Please report each line of the listing below that contains the word "mast", copying every such line in full.

DATA FOR THIS EXERCISE -
|---|

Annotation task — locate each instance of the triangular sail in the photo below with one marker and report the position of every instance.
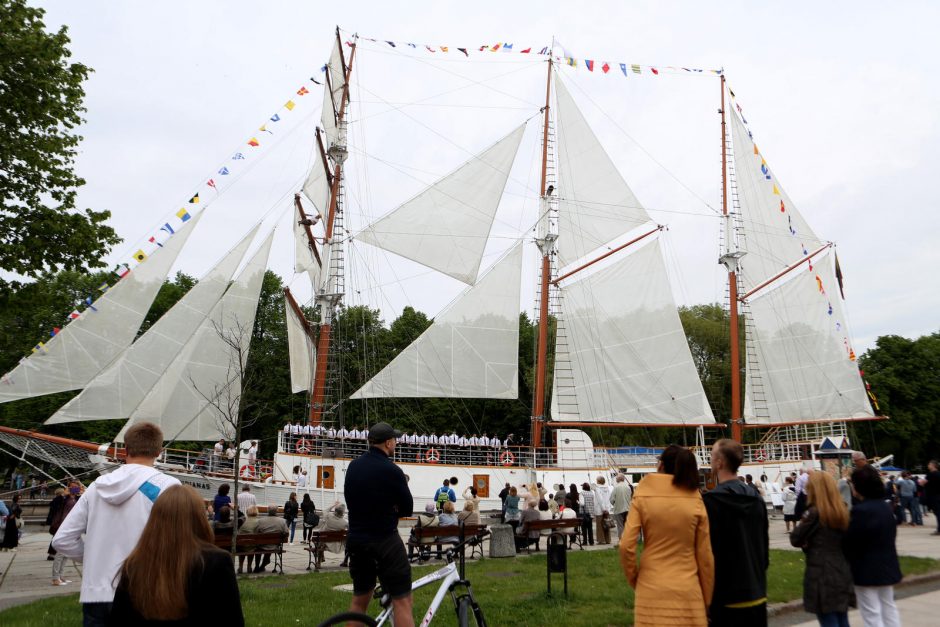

|---|

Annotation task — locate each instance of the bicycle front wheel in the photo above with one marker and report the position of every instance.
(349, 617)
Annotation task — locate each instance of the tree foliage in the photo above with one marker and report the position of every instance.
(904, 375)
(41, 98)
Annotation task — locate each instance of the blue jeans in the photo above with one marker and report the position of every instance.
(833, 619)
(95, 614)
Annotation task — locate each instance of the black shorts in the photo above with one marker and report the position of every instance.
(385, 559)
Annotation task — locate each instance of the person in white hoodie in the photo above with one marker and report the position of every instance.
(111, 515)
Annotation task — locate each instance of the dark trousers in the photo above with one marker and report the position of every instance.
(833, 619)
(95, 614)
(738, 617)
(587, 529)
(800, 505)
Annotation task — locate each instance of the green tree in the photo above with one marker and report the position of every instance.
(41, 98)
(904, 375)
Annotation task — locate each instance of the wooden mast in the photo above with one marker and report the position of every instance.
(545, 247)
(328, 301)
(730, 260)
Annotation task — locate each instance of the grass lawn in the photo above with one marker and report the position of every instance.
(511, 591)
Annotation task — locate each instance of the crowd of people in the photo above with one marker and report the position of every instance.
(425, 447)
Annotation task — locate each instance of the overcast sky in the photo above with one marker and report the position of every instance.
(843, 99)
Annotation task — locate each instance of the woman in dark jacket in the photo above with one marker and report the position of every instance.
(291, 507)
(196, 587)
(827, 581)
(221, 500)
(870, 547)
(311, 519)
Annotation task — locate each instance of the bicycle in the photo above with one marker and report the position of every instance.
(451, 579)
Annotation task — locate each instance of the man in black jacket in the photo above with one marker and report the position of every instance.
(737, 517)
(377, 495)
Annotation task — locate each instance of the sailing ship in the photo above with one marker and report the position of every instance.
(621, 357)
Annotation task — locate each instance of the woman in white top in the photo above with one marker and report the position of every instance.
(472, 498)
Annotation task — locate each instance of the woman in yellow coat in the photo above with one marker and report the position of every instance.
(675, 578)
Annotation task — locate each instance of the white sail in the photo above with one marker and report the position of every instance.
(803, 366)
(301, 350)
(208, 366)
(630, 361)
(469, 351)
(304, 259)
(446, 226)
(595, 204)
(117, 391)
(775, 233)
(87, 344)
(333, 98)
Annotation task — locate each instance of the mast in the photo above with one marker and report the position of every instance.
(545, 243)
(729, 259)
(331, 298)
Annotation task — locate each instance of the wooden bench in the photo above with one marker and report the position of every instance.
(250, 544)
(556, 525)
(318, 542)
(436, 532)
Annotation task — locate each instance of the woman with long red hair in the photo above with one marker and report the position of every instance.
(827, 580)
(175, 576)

|---|

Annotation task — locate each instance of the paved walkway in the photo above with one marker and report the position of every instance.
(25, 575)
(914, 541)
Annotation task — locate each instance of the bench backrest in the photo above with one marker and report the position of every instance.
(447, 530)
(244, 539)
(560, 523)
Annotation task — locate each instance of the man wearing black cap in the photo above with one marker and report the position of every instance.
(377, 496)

|---|

PROBLEM SOLUTION -
Annotation task — locate each instance of the wooden mast in the photo above with one marker and report the position of every instance.
Annotation task — locate each instance of the mast in the photo above with one marker and report the position of every instance.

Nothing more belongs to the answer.